▶ [Short problem]:
Reproduce word for word the stretch of the entries below from the line containing "Task: mark one point on every instance of the laptop" through the end of the entries.

▶ [Records provided]:
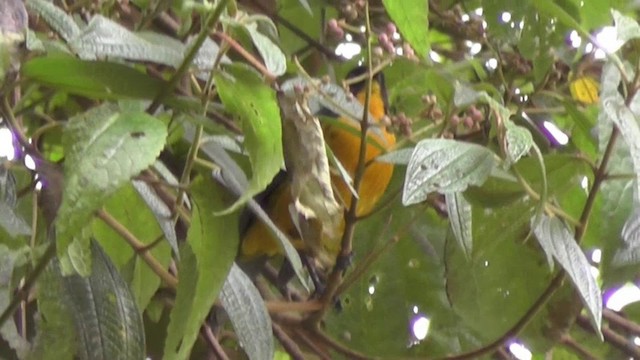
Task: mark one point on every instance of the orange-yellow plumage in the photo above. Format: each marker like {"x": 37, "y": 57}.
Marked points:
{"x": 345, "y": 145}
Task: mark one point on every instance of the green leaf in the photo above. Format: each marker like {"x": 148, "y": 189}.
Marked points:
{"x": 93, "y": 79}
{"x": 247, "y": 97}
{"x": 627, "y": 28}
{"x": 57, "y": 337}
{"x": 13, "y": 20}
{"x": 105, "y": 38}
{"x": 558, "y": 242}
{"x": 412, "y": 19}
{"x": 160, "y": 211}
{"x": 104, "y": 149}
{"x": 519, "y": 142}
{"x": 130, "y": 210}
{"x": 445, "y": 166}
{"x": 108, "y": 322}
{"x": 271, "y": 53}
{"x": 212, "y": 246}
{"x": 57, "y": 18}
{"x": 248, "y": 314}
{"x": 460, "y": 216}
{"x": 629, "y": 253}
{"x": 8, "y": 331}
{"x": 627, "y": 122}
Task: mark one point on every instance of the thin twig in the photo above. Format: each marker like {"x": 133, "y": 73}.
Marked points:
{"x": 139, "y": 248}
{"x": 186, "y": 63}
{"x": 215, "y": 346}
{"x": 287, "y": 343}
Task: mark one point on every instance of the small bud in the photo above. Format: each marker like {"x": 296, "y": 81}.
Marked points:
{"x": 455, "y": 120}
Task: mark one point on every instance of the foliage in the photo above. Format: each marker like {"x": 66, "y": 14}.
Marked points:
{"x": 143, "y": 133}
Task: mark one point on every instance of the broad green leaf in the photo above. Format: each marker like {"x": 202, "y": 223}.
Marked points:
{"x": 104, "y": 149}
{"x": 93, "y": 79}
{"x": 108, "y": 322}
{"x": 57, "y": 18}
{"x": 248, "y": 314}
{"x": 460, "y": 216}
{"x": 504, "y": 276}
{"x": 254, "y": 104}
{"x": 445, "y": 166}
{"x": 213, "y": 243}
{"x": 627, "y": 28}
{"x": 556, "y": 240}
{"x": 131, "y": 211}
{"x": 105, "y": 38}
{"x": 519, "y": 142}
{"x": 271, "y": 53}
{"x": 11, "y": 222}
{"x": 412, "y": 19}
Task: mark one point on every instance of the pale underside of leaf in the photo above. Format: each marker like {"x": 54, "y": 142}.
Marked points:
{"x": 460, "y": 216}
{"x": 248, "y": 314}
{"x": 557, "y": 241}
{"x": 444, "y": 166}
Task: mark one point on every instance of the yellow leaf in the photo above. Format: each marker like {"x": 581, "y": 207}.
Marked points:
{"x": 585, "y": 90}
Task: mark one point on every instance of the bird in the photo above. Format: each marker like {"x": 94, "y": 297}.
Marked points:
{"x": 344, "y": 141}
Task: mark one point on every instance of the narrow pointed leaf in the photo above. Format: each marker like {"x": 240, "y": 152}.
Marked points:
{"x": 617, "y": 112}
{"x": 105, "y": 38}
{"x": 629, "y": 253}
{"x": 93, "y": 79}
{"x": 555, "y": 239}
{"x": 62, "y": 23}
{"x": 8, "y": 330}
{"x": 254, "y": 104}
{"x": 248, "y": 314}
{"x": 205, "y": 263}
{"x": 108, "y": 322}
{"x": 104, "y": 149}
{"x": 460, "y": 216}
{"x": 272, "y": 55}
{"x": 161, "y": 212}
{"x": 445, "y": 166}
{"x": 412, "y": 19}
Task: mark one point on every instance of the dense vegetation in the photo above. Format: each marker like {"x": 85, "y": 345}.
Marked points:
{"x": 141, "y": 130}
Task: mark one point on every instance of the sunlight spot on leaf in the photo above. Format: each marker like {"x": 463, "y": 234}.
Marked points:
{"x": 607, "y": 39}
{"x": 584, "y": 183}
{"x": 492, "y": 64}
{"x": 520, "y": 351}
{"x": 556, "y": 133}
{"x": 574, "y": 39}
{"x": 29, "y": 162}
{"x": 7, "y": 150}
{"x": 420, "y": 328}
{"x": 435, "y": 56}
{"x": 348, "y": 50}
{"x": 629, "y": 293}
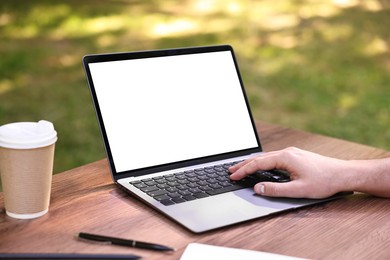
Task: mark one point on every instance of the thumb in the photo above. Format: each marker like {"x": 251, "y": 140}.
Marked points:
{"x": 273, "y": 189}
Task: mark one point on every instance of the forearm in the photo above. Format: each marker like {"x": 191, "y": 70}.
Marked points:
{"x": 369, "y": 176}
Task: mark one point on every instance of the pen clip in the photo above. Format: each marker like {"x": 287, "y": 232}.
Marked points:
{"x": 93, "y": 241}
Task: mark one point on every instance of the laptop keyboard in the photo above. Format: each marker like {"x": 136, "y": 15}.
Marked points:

▶ [The completed task]:
Task: mark one point on every instance of the laptop keyboard in the photo above. Format: each marker like {"x": 136, "y": 15}.
Marked points:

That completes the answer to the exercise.